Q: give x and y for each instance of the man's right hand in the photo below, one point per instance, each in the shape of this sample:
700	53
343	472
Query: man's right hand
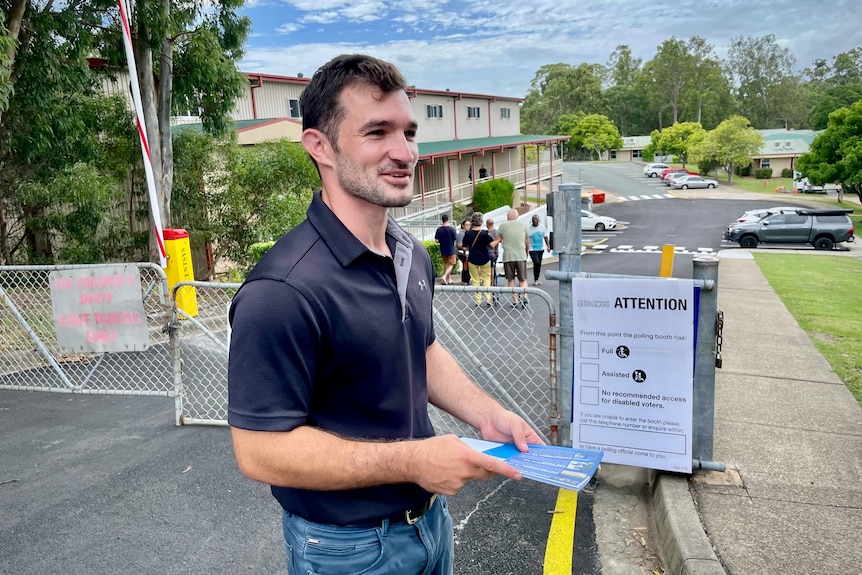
444	464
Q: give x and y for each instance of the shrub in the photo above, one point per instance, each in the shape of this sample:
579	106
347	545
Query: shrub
257	250
707	166
433	249
493	194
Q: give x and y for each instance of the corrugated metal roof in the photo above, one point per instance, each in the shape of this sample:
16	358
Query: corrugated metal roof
238	125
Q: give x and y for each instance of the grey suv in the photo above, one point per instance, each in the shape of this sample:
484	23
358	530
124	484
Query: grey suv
820	228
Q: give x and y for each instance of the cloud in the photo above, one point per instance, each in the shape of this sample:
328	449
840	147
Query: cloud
496	46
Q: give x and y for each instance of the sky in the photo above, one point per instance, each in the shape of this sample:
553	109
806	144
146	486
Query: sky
496	47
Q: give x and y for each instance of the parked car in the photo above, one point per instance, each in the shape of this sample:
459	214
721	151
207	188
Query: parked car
672	177
669	171
593	221
754	215
807	187
653	170
820	228
686	182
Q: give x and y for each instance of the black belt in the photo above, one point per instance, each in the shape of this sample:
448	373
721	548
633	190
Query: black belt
409	516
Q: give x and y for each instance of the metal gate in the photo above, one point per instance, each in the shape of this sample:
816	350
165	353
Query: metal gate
509	351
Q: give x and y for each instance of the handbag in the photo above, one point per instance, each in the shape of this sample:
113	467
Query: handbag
467	258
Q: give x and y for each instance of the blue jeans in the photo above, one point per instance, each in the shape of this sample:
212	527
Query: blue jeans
424	548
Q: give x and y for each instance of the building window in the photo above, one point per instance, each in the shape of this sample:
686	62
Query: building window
432	111
293	104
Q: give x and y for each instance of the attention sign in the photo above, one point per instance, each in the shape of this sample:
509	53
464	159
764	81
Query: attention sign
634	370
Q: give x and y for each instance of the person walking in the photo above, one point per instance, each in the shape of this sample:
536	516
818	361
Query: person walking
515	241
478	243
462	252
538	245
334	356
493	251
445	236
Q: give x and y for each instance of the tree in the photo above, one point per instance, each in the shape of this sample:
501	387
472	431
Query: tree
759	67
51	123
594	132
625	103
833	99
663	78
705	92
836	154
730	144
188	51
676	139
234	197
558	89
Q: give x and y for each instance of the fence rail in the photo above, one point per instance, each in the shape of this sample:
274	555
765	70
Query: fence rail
509	351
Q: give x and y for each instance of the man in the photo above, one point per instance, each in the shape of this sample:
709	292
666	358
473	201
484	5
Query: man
538	244
445	236
493	250
334	358
516	242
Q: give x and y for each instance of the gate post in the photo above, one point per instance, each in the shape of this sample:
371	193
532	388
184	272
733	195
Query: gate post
567	231
703	431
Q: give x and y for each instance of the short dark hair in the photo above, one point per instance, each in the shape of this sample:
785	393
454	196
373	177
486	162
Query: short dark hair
320	101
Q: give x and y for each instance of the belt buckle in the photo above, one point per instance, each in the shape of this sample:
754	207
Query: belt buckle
425	508
412	520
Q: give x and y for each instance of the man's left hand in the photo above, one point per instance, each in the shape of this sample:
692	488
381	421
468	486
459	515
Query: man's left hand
510	427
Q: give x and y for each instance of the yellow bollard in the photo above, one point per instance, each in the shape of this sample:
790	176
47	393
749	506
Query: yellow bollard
180	269
666	269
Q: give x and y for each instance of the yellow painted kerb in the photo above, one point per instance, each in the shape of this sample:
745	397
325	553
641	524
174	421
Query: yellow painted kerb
561	539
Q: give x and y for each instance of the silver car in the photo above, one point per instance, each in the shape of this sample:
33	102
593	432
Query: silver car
686	182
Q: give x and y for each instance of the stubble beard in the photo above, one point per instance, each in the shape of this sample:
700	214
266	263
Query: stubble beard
356	183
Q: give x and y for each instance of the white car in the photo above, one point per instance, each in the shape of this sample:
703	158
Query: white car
593	221
686	182
755	215
653	170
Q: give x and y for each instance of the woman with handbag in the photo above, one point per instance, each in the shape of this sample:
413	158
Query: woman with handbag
462	252
478	257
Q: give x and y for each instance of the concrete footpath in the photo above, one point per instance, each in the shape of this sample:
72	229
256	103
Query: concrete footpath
790	434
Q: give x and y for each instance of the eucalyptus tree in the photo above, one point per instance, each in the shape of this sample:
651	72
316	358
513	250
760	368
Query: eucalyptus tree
50	123
185	52
761	70
559	89
836	154
731	144
625	104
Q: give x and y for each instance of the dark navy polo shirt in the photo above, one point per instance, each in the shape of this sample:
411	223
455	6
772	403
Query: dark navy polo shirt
327	333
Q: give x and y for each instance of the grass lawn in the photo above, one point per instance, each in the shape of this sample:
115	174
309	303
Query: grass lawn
823	294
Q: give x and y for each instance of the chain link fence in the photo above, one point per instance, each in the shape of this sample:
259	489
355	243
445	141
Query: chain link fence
31	357
506	342
508	350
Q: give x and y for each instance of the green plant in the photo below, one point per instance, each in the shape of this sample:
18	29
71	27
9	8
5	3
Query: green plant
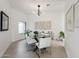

== GOAL OF THE EXERCISE ==
Copy out every one of the records above word for word, omitting the pictures.

== CORRECT OUTPUT ==
Q: give x and y for each instance of the man's right hand in the photo below, one point per instance, each in the shape of this sample:
700	53
343	472
Query: man's right hand
444	464
Q: give x and y for each instance of the shrub in the photo above, one point per instance, each in the shape of this sample:
579	106
347	545
Query: shrub
257	250
707	166
433	249
493	194
Q: give x and y for each instance of the corrugated metal roof in the photo above, one point per instance, each in the shape of this sample:
16	358
Query: corrugated metal roof
238	125
Q: give x and y for each instance of the grey suv in the photo above, one point per instance, each in the shape of this sample:
484	23
358	530
124	484
Query: grey suv
820	228
Q: give x and y for each instance of the cloud in the photo above, one point per instance, each in the shape of this sample:
328	449
840	147
Query: cloud
496	46
Q: give x and y for each instance of the sky in the photo above, one point per instance, each in the shape of this sample:
553	109
806	144
146	486
Query: sky
496	47
Q: give x and y for each instance of the parked car in the photo above, one point per instance, each in the shape of this sample:
459	214
721	151
207	188
Query: parked car
672	177
669	171
593	221
754	215
807	187
653	170
820	228
686	182
Q: give x and y for each instance of the black belt in the photo above, one point per instance, each in the shape of this sample:
448	373
721	548
633	190
Query: black belt
409	516
Q: give x and y for each instance of the metal gate in the photo above, one point per instance, each in the shape of this sample:
816	350
165	353
Query: metal gate
509	351
Q: give x and y for each instance of the handbag in the photo above, one point per instance, each in the shape of this sample:
113	467
Query: handbag
467	258
Q: give x and y for each instance of the blue jeans in the photo above, one point per instance, each in the shape of this sample:
212	527
Query: blue jeans
424	548
Q: give x and y for each instance of the building window in the photo above, one point per instance, each in the shape of this sample:
686	62
Query: building window
432	111
293	104
Q: give x and y for each instance of the attention sign in the photo above, one point per instance, each in the shape of this sample:
509	53
464	159
764	81
Query: attention sign
634	370
Q: give x and y for each instance of the person walking in the photo above, one point per instance, each in the shape of this sample:
536	516
818	361
Query: person walking
515	241
478	243
462	252
538	245
334	356
493	251
445	236
Q: give x and y for each instance of the tree in the photo above, one point per instance, each in the shape of this sample:
501	387
472	431
Query: tree
759	67
51	123
594	132
625	103
833	99
663	78
705	92
836	154
730	144
188	51
676	139
234	197
558	89
Q: give x and y for each instance of the fence rail in the photo above, one point per instance, each in the shape of this sample:
274	555
765	70
Query: fence rail
509	351
Q: give x and y for each instance of the man in the photo above, one point per instance, each in the shape of this sample:
709	292
666	358
473	201
484	5
Query: man
538	244
445	236
493	250
334	358
516	242
Q: give x and y for each instance of the gate post in the photo above, one point per instance, each in the shape of this sample:
371	193
532	388
184	272
733	195
Query: gate post
567	231
703	431
Q: give x and y for each instance of the short dark hair in the photo above, one point per instance, each in the shape of this sample:
785	393
454	196
373	177
486	162
Query: short dark hair
320	101
Q: give x and y for each instance of the belt buckle in the photo above, one point per instance, each in the shape of this sample:
754	207
Query: belt buckle
425	508
412	520
Q: give x and y for each instance of the man's left hand in the photo above, one point per instance, each in the shape of this sample:
692	488
381	421
468	486
459	515
Query: man's left hand
510	427
Q: give x and y for each instance of the yellow bollard in the photo above, one point per instance, each in the shape of this sample:
790	176
47	393
749	506
Query: yellow bollard
180	269
666	269
Q: give x and y for each instance of the yellow painted kerb in the photo above, one point per instance, each in the shape of this sample:
745	397
325	553
641	524
174	421
Query: yellow painted kerb
561	539
Q: give x and y for each instance of the silver car in the photo above, one point per instance, each in the shape of this sample:
33	102
593	432
Query: silver car
686	182
Q: give x and y for each instance of the stubble beard in the photo above, one point per instance, each in the shape of this sample:
700	214
266	263
Query: stubble beard
356	183
Q: give x and y for each instance of the white car in the photo above, one point per instance, each in the shape of this sample:
703	158
Query: white car
593	221
686	182
755	215
653	170
Q: give x and y for each instance of the woman with handbag in the photo above, one point per instance, each in the shape of this sample:
413	158
Query: woman with handbag
462	252
478	257
Q: give x and y for each instance of the concrete footpath in the photo above, one point per instance, each in the shape of this sample:
72	229
256	103
Query: concrete footpath
790	434
Q: give x and y for each instance of the eucalyptus tree in the photo above, one point per instance, each in the shape of this sample:
651	72
316	358
513	250
760	368
Query: eucalyptus tree
50	123
185	52
761	70
559	89
836	154
731	144
625	104
Q: give x and y for each instance of the dark navy polo shirt in the photo above, one point per instance, each in the shape of this sample:
411	223
455	6
772	403
Query: dark navy polo shirt
327	333
Q: give x and y for each instance of the grass lawn in the photo above, one point per instance, each in the shape of this sample:
115	174
309	303
Query: grass lawn
823	294
Q: give x and y for each instance of the chain link fence in the photo above, one point per instance, each in the shape of this sample:
259	489
355	243
445	141
Query: chain link fence
31	357
506	342
508	350
Q: give x and y for each instance of the green plant in the photo below, one point per instance, each in the shape of this sample:
18	29
71	27
9	8
5	3
Query: green plant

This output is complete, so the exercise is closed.